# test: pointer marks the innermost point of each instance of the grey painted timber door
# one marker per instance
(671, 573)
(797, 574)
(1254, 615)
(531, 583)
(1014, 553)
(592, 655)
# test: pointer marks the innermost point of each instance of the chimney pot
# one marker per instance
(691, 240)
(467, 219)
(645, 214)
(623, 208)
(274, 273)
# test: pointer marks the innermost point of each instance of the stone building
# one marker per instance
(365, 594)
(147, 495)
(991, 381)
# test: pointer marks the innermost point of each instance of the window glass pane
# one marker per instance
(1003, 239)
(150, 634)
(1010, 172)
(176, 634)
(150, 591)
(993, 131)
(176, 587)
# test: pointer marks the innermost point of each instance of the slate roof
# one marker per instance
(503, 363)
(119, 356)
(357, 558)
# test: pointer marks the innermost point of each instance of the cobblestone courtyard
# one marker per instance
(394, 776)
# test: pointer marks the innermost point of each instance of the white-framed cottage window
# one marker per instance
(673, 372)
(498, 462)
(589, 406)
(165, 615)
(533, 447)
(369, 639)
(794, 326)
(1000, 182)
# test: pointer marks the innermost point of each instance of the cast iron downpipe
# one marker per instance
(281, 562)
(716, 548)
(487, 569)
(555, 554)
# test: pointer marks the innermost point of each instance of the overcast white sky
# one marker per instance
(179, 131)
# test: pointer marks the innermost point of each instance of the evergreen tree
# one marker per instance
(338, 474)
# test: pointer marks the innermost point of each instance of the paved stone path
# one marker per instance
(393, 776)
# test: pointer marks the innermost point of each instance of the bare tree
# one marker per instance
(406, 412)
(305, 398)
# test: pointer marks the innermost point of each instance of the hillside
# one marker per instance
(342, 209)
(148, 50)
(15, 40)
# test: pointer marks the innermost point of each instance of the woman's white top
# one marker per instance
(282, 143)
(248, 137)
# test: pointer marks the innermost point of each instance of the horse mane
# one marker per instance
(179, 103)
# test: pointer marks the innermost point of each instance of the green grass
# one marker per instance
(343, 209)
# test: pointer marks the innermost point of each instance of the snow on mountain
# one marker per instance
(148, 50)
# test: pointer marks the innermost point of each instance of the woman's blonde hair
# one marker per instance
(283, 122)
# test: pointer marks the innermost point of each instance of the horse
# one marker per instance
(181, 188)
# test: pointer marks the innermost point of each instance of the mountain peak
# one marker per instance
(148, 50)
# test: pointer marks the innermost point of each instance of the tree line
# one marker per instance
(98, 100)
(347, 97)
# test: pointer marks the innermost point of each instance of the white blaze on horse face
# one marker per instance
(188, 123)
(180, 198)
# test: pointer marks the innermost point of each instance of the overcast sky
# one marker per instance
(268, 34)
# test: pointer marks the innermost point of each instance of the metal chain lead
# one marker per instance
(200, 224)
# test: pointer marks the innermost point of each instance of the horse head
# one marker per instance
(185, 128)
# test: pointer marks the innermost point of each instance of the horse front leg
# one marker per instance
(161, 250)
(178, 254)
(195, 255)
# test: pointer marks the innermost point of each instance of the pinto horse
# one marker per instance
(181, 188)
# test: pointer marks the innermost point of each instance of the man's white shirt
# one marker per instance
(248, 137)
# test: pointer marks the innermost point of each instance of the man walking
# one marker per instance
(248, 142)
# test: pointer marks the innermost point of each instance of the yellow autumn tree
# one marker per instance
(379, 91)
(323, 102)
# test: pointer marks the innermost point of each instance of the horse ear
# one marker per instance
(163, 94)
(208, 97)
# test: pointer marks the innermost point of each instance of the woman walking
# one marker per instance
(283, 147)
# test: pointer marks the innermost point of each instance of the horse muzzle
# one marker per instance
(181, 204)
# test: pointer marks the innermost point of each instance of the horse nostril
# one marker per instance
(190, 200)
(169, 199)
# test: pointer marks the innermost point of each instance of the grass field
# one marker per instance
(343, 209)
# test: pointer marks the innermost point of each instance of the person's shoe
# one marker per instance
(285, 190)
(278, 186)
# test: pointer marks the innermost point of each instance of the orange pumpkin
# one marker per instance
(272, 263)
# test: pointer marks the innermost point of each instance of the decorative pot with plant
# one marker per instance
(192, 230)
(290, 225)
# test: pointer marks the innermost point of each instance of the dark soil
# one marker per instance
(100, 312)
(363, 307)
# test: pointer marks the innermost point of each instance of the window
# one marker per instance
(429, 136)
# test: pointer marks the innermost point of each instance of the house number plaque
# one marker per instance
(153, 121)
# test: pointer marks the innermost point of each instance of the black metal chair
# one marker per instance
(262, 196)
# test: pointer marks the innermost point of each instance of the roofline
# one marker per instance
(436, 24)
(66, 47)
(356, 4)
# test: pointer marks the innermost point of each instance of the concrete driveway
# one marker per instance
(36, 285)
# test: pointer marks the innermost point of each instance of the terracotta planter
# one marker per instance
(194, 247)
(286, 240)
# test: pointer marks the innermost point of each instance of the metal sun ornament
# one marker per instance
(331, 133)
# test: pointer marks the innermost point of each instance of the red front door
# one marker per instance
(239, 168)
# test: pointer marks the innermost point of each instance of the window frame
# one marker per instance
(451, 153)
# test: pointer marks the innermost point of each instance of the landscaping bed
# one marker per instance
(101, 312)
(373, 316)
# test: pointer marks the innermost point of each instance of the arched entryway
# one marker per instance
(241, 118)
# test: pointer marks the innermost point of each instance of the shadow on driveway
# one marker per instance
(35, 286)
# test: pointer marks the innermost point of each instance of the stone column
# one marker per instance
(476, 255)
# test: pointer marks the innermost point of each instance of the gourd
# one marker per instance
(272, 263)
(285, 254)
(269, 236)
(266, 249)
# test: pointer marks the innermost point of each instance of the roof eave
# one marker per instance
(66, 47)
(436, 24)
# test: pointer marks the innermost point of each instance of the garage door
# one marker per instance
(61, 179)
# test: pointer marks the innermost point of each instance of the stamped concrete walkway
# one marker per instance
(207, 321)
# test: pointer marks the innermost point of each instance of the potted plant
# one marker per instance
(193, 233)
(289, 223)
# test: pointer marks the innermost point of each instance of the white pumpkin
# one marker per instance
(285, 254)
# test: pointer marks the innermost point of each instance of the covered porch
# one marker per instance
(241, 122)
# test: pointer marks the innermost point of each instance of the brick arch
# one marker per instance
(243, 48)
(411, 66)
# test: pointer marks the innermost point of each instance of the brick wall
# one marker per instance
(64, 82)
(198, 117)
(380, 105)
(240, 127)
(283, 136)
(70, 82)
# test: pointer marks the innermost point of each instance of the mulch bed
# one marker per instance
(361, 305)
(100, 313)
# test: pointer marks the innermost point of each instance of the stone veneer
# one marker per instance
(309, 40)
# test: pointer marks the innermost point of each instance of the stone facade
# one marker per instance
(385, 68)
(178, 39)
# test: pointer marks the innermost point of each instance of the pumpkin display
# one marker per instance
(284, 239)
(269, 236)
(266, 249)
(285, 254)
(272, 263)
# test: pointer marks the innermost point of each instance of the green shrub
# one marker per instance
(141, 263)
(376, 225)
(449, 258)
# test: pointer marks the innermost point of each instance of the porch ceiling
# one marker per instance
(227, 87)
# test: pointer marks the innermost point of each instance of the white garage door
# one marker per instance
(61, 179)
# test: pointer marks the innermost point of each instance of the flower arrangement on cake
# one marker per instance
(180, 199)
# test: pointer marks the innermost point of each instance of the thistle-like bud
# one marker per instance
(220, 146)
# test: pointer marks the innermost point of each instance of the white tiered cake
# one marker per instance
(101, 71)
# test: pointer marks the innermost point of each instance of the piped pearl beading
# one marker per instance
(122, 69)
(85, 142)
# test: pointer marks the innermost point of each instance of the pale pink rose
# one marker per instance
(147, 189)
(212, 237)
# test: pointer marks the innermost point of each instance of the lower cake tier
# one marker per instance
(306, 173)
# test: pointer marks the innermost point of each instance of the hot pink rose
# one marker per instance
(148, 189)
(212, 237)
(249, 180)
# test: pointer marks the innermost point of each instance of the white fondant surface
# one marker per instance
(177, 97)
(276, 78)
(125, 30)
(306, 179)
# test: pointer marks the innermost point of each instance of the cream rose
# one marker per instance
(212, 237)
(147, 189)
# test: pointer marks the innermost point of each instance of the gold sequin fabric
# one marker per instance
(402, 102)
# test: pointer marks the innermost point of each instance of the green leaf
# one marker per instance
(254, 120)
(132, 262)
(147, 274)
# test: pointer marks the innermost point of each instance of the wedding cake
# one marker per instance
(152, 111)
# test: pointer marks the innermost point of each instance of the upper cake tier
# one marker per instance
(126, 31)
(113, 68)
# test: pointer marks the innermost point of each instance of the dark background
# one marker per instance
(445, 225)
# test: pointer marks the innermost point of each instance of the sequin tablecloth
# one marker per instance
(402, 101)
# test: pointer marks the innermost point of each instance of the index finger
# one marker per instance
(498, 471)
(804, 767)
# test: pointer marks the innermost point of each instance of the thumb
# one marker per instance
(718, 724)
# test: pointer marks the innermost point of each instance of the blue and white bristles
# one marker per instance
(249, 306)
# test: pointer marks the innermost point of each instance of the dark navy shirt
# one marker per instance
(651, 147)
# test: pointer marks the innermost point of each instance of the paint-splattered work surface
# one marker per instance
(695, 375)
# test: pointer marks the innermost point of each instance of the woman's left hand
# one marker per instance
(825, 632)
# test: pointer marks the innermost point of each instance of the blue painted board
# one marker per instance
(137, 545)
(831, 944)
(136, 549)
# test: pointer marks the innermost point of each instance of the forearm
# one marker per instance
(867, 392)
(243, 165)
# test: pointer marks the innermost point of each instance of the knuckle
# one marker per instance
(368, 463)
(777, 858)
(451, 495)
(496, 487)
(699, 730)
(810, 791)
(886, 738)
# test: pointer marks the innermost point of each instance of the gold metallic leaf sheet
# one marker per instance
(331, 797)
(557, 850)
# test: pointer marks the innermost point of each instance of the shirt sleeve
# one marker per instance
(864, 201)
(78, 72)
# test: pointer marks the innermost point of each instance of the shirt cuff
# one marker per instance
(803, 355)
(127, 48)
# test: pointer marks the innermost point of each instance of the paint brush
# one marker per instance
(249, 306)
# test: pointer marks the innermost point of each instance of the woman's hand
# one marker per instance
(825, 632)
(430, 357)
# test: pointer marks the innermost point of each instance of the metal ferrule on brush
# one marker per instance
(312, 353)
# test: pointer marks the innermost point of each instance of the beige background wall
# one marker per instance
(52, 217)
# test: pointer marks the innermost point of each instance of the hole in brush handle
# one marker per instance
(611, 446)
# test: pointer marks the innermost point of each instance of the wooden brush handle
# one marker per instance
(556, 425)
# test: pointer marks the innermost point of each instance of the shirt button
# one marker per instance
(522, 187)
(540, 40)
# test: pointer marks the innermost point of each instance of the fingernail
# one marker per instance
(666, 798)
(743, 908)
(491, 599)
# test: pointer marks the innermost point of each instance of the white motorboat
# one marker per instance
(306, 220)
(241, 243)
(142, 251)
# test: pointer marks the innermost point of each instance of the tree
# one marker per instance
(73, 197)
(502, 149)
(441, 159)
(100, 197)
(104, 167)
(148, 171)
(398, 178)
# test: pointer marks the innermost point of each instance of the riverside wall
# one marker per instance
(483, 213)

● Goal of the exercise:
Lines from the start of the records through the one containing "white-framed cottage window" are what should be retyped, exactly and in full, both ends included.

● Solution to this problem:
# test: pointer marks the innermost point of each instance of the grey painted timber door
# one marker per instance
(671, 573)
(797, 574)
(1254, 615)
(531, 583)
(1014, 553)
(592, 655)
# test: pointer marks the innermost point of each instance of the chimney pot
# one marker per instance
(691, 240)
(467, 219)
(645, 214)
(623, 208)
(274, 273)
# test: pointer marks the innermost point of each instance of the stone building
# one marker per instance
(365, 594)
(147, 495)
(991, 381)
# test: pointer marks the innermost point of each instance of the window glass pane
# one marker per instance
(1003, 239)
(150, 634)
(1010, 172)
(176, 634)
(150, 591)
(993, 131)
(176, 587)
# test: pointer marks the innermost point of each instance of the slate roof
# one marker per instance
(503, 363)
(119, 356)
(357, 558)
# test: pointer marks the innermost point of each instance of the cobblestone courtyard
# one marker per instance
(394, 776)
# test: pointer marks the innermost point of each instance of the white-framed cottage window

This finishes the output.